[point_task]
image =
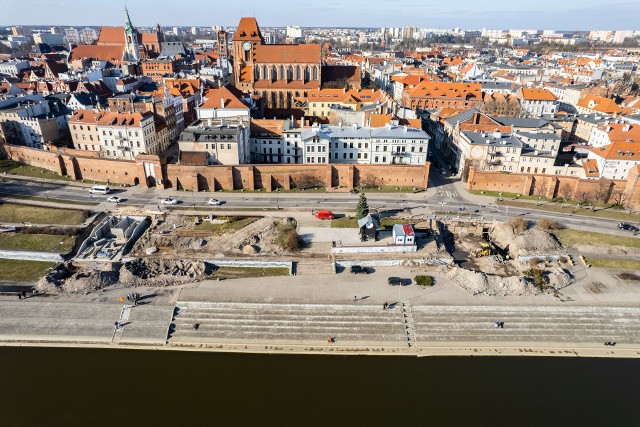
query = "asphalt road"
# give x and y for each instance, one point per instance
(443, 197)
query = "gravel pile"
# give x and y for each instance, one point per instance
(486, 284)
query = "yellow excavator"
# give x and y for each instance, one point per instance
(485, 249)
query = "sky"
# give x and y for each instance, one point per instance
(468, 14)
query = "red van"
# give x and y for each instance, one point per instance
(324, 215)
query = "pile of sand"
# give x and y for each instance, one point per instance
(531, 242)
(71, 279)
(163, 272)
(486, 284)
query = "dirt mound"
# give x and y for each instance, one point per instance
(486, 284)
(558, 279)
(71, 279)
(606, 249)
(531, 242)
(163, 272)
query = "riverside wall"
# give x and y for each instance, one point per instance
(149, 170)
(554, 186)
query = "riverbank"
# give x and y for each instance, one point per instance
(620, 351)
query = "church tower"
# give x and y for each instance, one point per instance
(131, 46)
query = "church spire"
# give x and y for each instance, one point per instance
(128, 26)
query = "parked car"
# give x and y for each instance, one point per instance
(357, 269)
(395, 281)
(629, 227)
(100, 189)
(324, 215)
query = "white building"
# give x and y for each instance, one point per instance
(391, 144)
(13, 68)
(294, 32)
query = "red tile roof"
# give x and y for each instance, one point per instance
(287, 54)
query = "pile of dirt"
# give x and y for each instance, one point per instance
(163, 272)
(602, 249)
(531, 242)
(68, 278)
(558, 279)
(485, 284)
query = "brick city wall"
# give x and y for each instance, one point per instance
(552, 186)
(212, 178)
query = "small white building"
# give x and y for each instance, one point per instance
(404, 235)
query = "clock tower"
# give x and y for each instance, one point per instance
(246, 38)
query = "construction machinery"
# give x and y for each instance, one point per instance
(485, 249)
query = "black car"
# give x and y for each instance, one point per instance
(395, 281)
(356, 269)
(625, 226)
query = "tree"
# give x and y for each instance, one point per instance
(362, 209)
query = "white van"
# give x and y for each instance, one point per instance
(100, 189)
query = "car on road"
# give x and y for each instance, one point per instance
(324, 215)
(357, 269)
(100, 189)
(629, 227)
(395, 281)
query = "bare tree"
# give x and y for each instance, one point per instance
(564, 192)
(369, 181)
(308, 181)
(601, 194)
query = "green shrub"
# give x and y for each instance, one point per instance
(424, 280)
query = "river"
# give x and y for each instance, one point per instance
(90, 387)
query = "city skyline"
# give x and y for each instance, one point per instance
(572, 15)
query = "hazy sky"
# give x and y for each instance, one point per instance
(472, 14)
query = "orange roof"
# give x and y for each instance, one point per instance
(266, 127)
(248, 29)
(150, 38)
(531, 94)
(590, 167)
(123, 119)
(111, 36)
(600, 104)
(622, 132)
(86, 116)
(345, 96)
(104, 53)
(287, 54)
(619, 151)
(225, 97)
(427, 89)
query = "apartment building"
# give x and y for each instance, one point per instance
(537, 102)
(216, 142)
(119, 135)
(391, 144)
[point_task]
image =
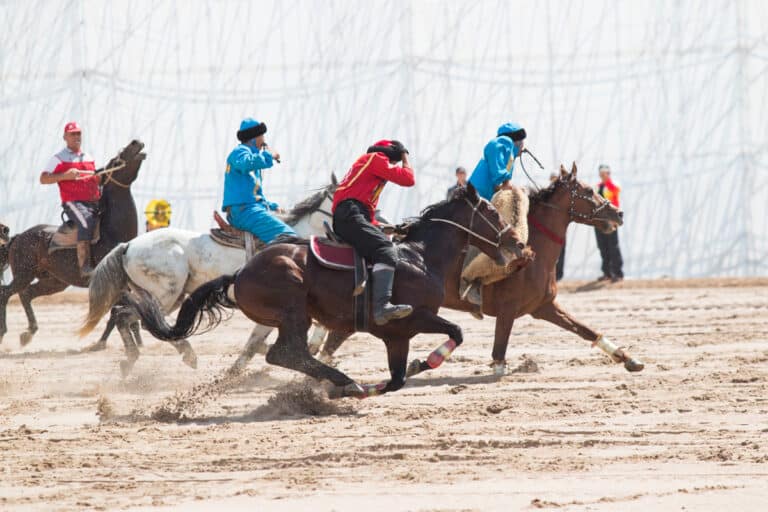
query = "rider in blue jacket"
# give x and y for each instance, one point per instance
(494, 170)
(492, 174)
(244, 201)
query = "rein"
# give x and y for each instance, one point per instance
(109, 170)
(572, 213)
(475, 207)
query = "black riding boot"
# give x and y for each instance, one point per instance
(383, 310)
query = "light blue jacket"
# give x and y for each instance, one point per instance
(495, 167)
(242, 181)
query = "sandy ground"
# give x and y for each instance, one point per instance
(578, 433)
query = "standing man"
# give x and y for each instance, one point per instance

__________

> **Directions**: Pictures aside, reproduce the listing above exactly.

> **Response**:
[point_task]
image =
query = "asphalt road"
# give x and y for each instance, one point per instance
(443, 197)
query = "gravel pile"
# give x and y for each instance, one point per instance
(486, 284)
query = "yellow excavator"
# give x and y for each instance, one point per instance
(485, 249)
query = "sky"
# give x and y for each instance, one point per instance
(468, 14)
query = "red van"
# give x and y for each instance, one point per instance
(324, 215)
query = "pile of sand"
# give x and y for each instance, one point per instance
(531, 242)
(71, 279)
(163, 272)
(486, 284)
query = "dirt mound"
# give x and y for each instance, one point per instance
(486, 284)
(558, 279)
(71, 279)
(606, 249)
(531, 242)
(163, 272)
query = "riverside wall"
# give x and y for each instance, one point per instance
(149, 170)
(554, 186)
query = "riverbank"
# give x and y for each instance, one point per instance
(620, 351)
query = "church tower"
# give x and y for each instance, one point per instance
(131, 46)
query = "church spire"
# give x and y for each instance, one point per instance
(128, 26)
query = "parked car"
# give x and y for each instance, one point per instance
(357, 269)
(395, 281)
(629, 227)
(100, 189)
(324, 215)
query = "white building"
# give x and y for each instance, one point per instance
(391, 144)
(13, 68)
(294, 32)
query = "red tile roof"
# give x and y for each instance, one point per instance
(287, 54)
query = "pile of dirt"
# give x and y for each instance, one point per instance
(163, 272)
(602, 249)
(531, 242)
(68, 278)
(558, 279)
(485, 284)
query = "brick city wall"
# give x and y for each instance, one point per instance
(552, 186)
(212, 178)
query = "small white building"
# give x and y for each instance, one point per instance
(404, 235)
query = "clock tower"
# give x and y for each instance, one point per instance
(246, 38)
query = "construction machinery"
# give x and y for each instance, one point per instance
(485, 249)
query = "black car"
# give x and y for each instance, one point per instance
(395, 281)
(356, 269)
(625, 226)
query = "tree"
# give x and y for each instance, one point per instance
(362, 209)
query = "white van"
# give x and y for each instance, one point per instance
(100, 189)
query = "car on road"
# give x and y for each instance, one point per instance
(324, 215)
(357, 269)
(100, 189)
(629, 227)
(395, 281)
query = "bare tree"
# give x and y for each instance, one point per instance
(564, 192)
(369, 181)
(308, 181)
(601, 194)
query = "green shrub"
# give x and y for each instance, one point per instance
(424, 280)
query = "river"
# give x and y for each instance, one point per instance
(90, 387)
query = "city skyline"
# give x and y for each instance, one point per instance
(572, 15)
query = "hazy sky"
# give x and y for each instance, one point per instance
(472, 14)
query = "orange roof"
# give x and y for each instance, one point per instance
(266, 127)
(248, 29)
(150, 38)
(531, 94)
(590, 167)
(123, 119)
(111, 36)
(600, 104)
(622, 132)
(86, 116)
(345, 96)
(104, 53)
(287, 54)
(619, 151)
(225, 97)
(427, 89)
query = "apartment building"
# give x and y for each instance, one point per instance
(537, 102)
(216, 142)
(119, 135)
(391, 144)
[point_task]
image =
query = "rider in blue jacket"
# give x and y for each instance, one point per instance
(494, 170)
(492, 174)
(244, 201)
query = "rein"
# give x and y for each instance, one point per instance
(109, 170)
(572, 213)
(475, 207)
query = "black riding boot"
# give x and y for each instance, one point per instance
(383, 310)
query = "light blue jacket"
# give x and y for each instance, one point per instance
(495, 167)
(242, 181)
query = "sandy ground"
# give x and y for each instance, one point per instance
(578, 433)
query = "standing man"
# give x and y for each instance, one point per instance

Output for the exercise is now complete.